TASK TO COMPLETE.
Search the records for the word "tulip". Copy every line where it appears.

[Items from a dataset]
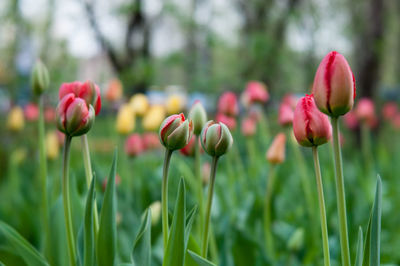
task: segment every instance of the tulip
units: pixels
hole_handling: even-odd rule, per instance
[[[222,156],[229,151],[233,138],[228,127],[222,122],[208,121],[201,132],[201,145],[211,156]]]
[[[151,210],[151,224],[155,226],[161,217],[161,202],[155,201],[149,206]]]
[[[108,84],[106,99],[110,102],[116,102],[122,98],[123,87],[119,79],[112,79]]]
[[[371,99],[362,98],[358,101],[355,109],[358,119],[362,121],[372,121],[375,117],[375,105]]]
[[[56,110],[57,128],[70,137],[86,134],[94,122],[94,109],[82,98],[69,93],[59,102]]]
[[[297,142],[306,147],[330,140],[331,124],[328,117],[318,110],[312,95],[306,95],[298,102],[294,111],[293,132]]]
[[[293,110],[296,108],[299,98],[292,93],[285,94],[282,103],[289,105]]]
[[[46,123],[54,123],[54,121],[56,121],[56,109],[53,107],[47,107],[44,110],[44,120]]]
[[[47,149],[47,158],[50,160],[55,160],[58,158],[60,153],[58,136],[56,131],[48,132],[46,135],[46,149]]]
[[[200,101],[195,101],[189,111],[189,119],[193,122],[193,133],[198,136],[207,122],[207,113]]]
[[[24,112],[19,106],[15,106],[10,110],[7,118],[7,128],[11,131],[17,132],[24,128]]]
[[[351,110],[356,97],[353,72],[343,55],[330,52],[315,74],[313,94],[319,110],[338,117]]]
[[[285,134],[279,133],[278,135],[276,135],[267,151],[267,161],[274,165],[283,163],[283,161],[285,160],[285,145]]]
[[[242,134],[245,137],[252,137],[256,133],[256,121],[252,117],[246,117],[242,120]]]
[[[149,100],[143,93],[137,93],[131,97],[129,105],[137,116],[144,116],[149,109]]]
[[[221,95],[218,100],[218,113],[231,117],[239,114],[237,97],[233,92],[227,91]]]
[[[39,108],[36,104],[30,103],[24,107],[24,115],[27,121],[36,121],[39,118]]]
[[[250,106],[254,103],[266,103],[269,100],[267,86],[260,81],[250,81],[246,85],[246,90],[243,94],[243,102],[245,106]]]
[[[279,106],[278,121],[281,126],[289,126],[293,122],[293,109],[292,107],[282,102]]]
[[[65,95],[70,93],[74,94],[77,98],[83,99],[88,106],[92,105],[95,114],[99,114],[101,109],[100,89],[95,83],[91,81],[84,83],[75,81],[61,84],[58,94],[59,99],[61,100]]]
[[[107,182],[108,182],[108,178],[106,177],[106,178],[104,178],[103,183],[101,184],[101,188],[103,189],[103,192],[106,191]],[[116,174],[115,175],[115,185],[118,186],[119,184],[121,184],[121,177],[118,174]]]
[[[343,116],[344,124],[351,130],[355,130],[358,127],[358,118],[355,111],[350,110]]]
[[[195,156],[195,152],[196,152],[196,145],[197,148],[201,148],[199,140],[197,138],[196,135],[192,136],[192,138],[189,140],[189,143],[186,144],[185,147],[183,147],[182,149],[180,149],[180,153],[182,155],[188,156],[188,157],[194,157]],[[202,149],[200,149],[200,152],[203,151]]]
[[[143,134],[142,139],[146,150],[155,150],[161,146],[157,133],[146,132]]]
[[[177,94],[169,96],[165,104],[168,114],[177,114],[182,111],[184,106],[185,106],[184,98],[181,95]]]
[[[218,113],[215,116],[215,120],[217,122],[224,123],[229,128],[229,130],[235,130],[236,128],[236,119],[234,117],[227,116],[223,113]]]
[[[165,108],[162,105],[154,105],[146,113],[142,120],[143,129],[156,131],[165,118]]]
[[[397,113],[391,121],[394,129],[400,129],[400,113]]]
[[[211,165],[209,162],[203,163],[201,167],[201,181],[202,185],[206,186],[210,182]]]
[[[395,117],[398,112],[397,104],[395,102],[387,102],[383,105],[382,115],[383,118],[390,121]]]
[[[34,94],[40,96],[48,89],[49,84],[50,78],[46,66],[41,61],[37,61],[31,74],[31,87]]]
[[[185,119],[181,113],[167,117],[160,126],[159,137],[161,144],[168,150],[182,149],[192,137],[192,121]]]
[[[117,114],[117,132],[119,134],[129,134],[135,129],[135,115],[129,105],[124,104]]]
[[[144,151],[143,140],[139,134],[130,135],[125,141],[125,153],[130,157],[135,157]]]

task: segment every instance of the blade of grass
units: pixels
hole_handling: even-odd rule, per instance
[[[85,266],[92,266],[95,264],[94,259],[94,225],[93,225],[93,203],[95,201],[95,189],[94,184],[96,178],[93,176],[90,183],[89,192],[86,198],[86,209],[85,209],[85,227],[84,227],[84,263]]]
[[[360,226],[358,230],[357,253],[354,266],[362,266],[362,259],[363,259],[363,233]]]
[[[133,244],[132,263],[137,266],[151,265],[151,210],[144,215],[139,232]]]

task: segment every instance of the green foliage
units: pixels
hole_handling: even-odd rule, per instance
[[[142,225],[133,243],[132,264],[137,266],[151,265],[151,210],[143,215]]]

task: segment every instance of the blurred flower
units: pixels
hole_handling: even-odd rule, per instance
[[[58,158],[60,153],[59,140],[56,131],[50,131],[46,134],[46,151],[47,158],[49,160],[54,160]]]
[[[157,133],[146,132],[142,136],[143,145],[146,150],[155,150],[161,147]]]
[[[271,164],[281,164],[285,160],[286,136],[279,133],[275,136],[266,154],[267,161]]]
[[[204,124],[207,122],[207,113],[199,100],[195,101],[189,111],[189,119],[193,122],[193,133],[200,135]]]
[[[239,114],[239,105],[236,94],[227,91],[219,97],[218,113],[231,117],[235,117]]]
[[[57,133],[57,140],[60,146],[64,145],[65,141],[65,134],[62,133],[60,130],[56,130]]]
[[[119,79],[110,80],[106,92],[106,99],[110,102],[116,102],[122,98],[123,86]]]
[[[371,99],[361,98],[358,100],[355,108],[358,119],[362,121],[371,121],[375,117],[375,105]]]
[[[7,128],[11,131],[20,131],[24,128],[24,112],[19,106],[11,108],[7,118]]]
[[[44,121],[46,121],[46,123],[54,123],[54,121],[56,121],[56,109],[53,107],[46,107],[44,110]]]
[[[223,113],[218,113],[215,116],[215,120],[217,122],[224,123],[230,130],[235,130],[236,128],[236,119],[234,117],[224,115]]]
[[[37,96],[41,95],[50,84],[49,72],[46,66],[40,61],[36,61],[31,73],[31,87],[33,93]]]
[[[158,224],[158,221],[160,221],[161,202],[159,200],[155,201],[152,204],[150,204],[149,208],[151,210],[151,224],[155,226],[156,224]]]
[[[203,149],[201,148],[199,139],[197,138],[196,135],[193,135],[190,140],[189,143],[186,144],[185,147],[183,147],[182,149],[180,149],[179,151],[181,152],[181,154],[185,155],[185,156],[189,156],[189,157],[194,157],[195,155],[195,147],[196,145],[199,146],[200,152],[204,152]]]
[[[221,122],[208,121],[201,131],[201,145],[210,156],[221,156],[229,151],[233,138],[228,127]]]
[[[242,120],[242,134],[245,137],[251,137],[254,136],[256,133],[256,121],[248,116]]]
[[[98,115],[101,109],[101,97],[99,87],[92,81],[86,81],[84,83],[80,81],[74,81],[71,83],[61,84],[58,97],[61,100],[68,94],[75,95],[76,98],[83,99],[86,104],[92,105],[95,114]]]
[[[103,188],[103,192],[106,191],[107,188],[107,182],[108,182],[108,178],[104,178],[103,183],[102,183],[102,188]],[[119,177],[118,174],[115,175],[115,184],[118,186],[121,183],[121,177]]]
[[[129,134],[135,129],[135,114],[128,104],[124,104],[119,108],[117,114],[117,132],[119,134]]]
[[[294,110],[299,100],[300,98],[293,93],[287,93],[283,96],[282,103],[289,105]]]
[[[254,103],[266,103],[269,100],[267,86],[260,81],[250,81],[243,93],[243,104],[250,106]]]
[[[167,117],[162,122],[158,135],[161,144],[174,151],[185,147],[189,143],[192,133],[192,121],[185,119],[185,116],[180,113]]]
[[[201,181],[203,186],[208,185],[210,182],[211,164],[209,162],[203,163],[201,166]]]
[[[278,121],[281,126],[289,126],[293,122],[293,109],[292,107],[282,102],[279,106]]]
[[[400,113],[397,113],[391,121],[394,129],[400,129]]]
[[[153,105],[143,117],[142,125],[146,131],[156,131],[165,118],[165,108],[162,105]]]
[[[333,117],[351,110],[356,97],[353,72],[343,55],[328,53],[314,78],[313,94],[319,110]]]
[[[350,110],[343,116],[344,124],[351,130],[355,130],[358,127],[358,118],[355,111]]]
[[[395,102],[387,102],[383,105],[382,115],[386,120],[391,120],[398,112],[397,104]]]
[[[137,93],[131,97],[129,105],[135,115],[144,116],[149,109],[149,100],[143,93]]]
[[[299,251],[304,246],[304,229],[298,228],[290,236],[287,247],[291,251]]]
[[[139,134],[130,135],[125,141],[125,153],[130,157],[136,157],[144,151],[143,140]]]
[[[28,152],[26,148],[17,148],[11,151],[10,162],[15,165],[19,165],[25,161]]]
[[[39,118],[39,107],[33,103],[25,105],[24,115],[27,121],[37,121]]]
[[[297,103],[293,132],[297,142],[306,147],[322,145],[332,137],[329,118],[318,110],[312,95],[306,94]]]
[[[185,106],[184,98],[178,94],[173,94],[169,96],[165,104],[167,113],[170,115],[181,112],[184,106]]]

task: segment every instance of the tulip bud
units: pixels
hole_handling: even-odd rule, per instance
[[[177,114],[182,111],[184,106],[185,100],[183,96],[178,94],[173,94],[169,96],[165,104],[168,114]]]
[[[254,136],[256,133],[256,121],[252,117],[246,117],[242,121],[242,134],[245,137]]]
[[[189,119],[193,122],[193,133],[198,136],[207,122],[207,113],[200,101],[195,101],[189,111]]]
[[[318,109],[327,115],[337,117],[351,110],[356,83],[343,55],[333,51],[324,57],[315,74],[312,91]]]
[[[285,160],[285,144],[286,136],[284,133],[279,133],[275,136],[266,154],[266,158],[269,163],[283,163],[283,161]]]
[[[129,105],[122,105],[117,114],[117,132],[126,135],[135,129],[135,114]]]
[[[201,148],[201,145],[199,143],[199,139],[197,138],[196,135],[192,136],[192,138],[189,140],[189,143],[186,144],[185,147],[183,147],[182,149],[180,149],[179,151],[181,152],[181,154],[185,155],[185,156],[189,156],[189,157],[194,157],[195,152],[196,152],[196,145],[199,145],[199,149],[200,152],[203,151],[203,149]]]
[[[291,251],[299,251],[304,246],[304,229],[298,228],[289,238],[287,247]]]
[[[395,102],[387,102],[383,105],[382,115],[385,120],[391,120],[398,112],[397,104]]]
[[[225,124],[229,128],[229,130],[236,129],[236,119],[234,117],[224,115],[223,113],[218,113],[215,116],[215,120],[217,122]]]
[[[24,112],[21,107],[15,106],[10,110],[7,118],[7,128],[11,131],[20,131],[24,128]]]
[[[221,156],[229,151],[233,138],[228,127],[221,122],[208,121],[201,131],[201,145],[211,156]]]
[[[46,66],[41,62],[37,61],[32,69],[31,74],[31,87],[33,93],[37,96],[41,95],[50,84],[49,72]]]
[[[123,87],[121,81],[113,79],[108,84],[106,99],[110,102],[116,102],[122,98]]]
[[[44,109],[44,121],[46,121],[46,123],[54,123],[54,121],[56,121],[56,109],[53,107]]]
[[[158,223],[161,217],[161,202],[155,201],[149,206],[151,210],[151,224],[154,226]]]
[[[162,122],[159,131],[160,142],[169,150],[182,149],[188,144],[193,133],[192,121],[181,113],[171,115]]]
[[[250,81],[243,93],[243,103],[250,106],[254,103],[266,103],[269,100],[267,86],[259,81]]]
[[[362,121],[366,121],[366,122],[374,121],[374,119],[375,119],[374,102],[368,98],[360,99],[357,103],[355,113],[357,115],[357,118]]]
[[[312,95],[306,95],[297,103],[293,132],[297,142],[306,147],[324,144],[331,138],[329,119],[318,110]]]
[[[103,183],[101,184],[103,192],[106,191],[107,183],[108,183],[108,178],[106,177],[106,178],[104,178]],[[115,185],[118,186],[119,184],[121,184],[121,177],[118,174],[116,174],[115,175]]]
[[[347,114],[343,116],[343,121],[346,127],[351,130],[355,130],[358,127],[358,118],[353,110],[350,110]]]
[[[239,114],[239,105],[236,95],[227,91],[224,92],[218,100],[218,113],[226,116],[237,116]]]
[[[56,131],[46,134],[46,151],[47,158],[50,160],[54,160],[58,157],[58,154],[60,153],[60,146]]]
[[[144,116],[149,109],[149,100],[143,93],[137,93],[129,100],[132,111],[138,116]],[[158,126],[157,126],[158,127]]]
[[[144,151],[143,140],[139,134],[130,135],[125,141],[125,153],[130,157],[135,157]]]
[[[36,104],[29,103],[24,107],[24,115],[28,121],[36,121],[39,118],[39,108]]]
[[[394,129],[400,129],[400,113],[397,113],[391,120]]]
[[[278,121],[281,126],[289,126],[293,122],[293,109],[287,103],[281,103],[279,106]]]
[[[143,117],[142,126],[146,131],[156,131],[164,118],[165,108],[162,105],[154,105]]]
[[[147,132],[143,135],[143,145],[146,150],[155,150],[161,147],[158,135],[153,132]]]
[[[72,93],[75,97],[82,98],[87,105],[92,105],[95,114],[98,115],[101,109],[101,97],[99,87],[91,82],[86,81],[81,83],[79,81],[61,84],[58,96],[61,100],[65,95]]]
[[[86,134],[95,118],[92,105],[70,93],[59,102],[56,110],[57,128],[70,137]]]
[[[210,172],[211,164],[209,162],[203,163],[201,166],[201,181],[203,186],[207,186],[210,183]]]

ANSWER BOX.
task: segment every instance of the tulip
task: segment every instance of the tulip bud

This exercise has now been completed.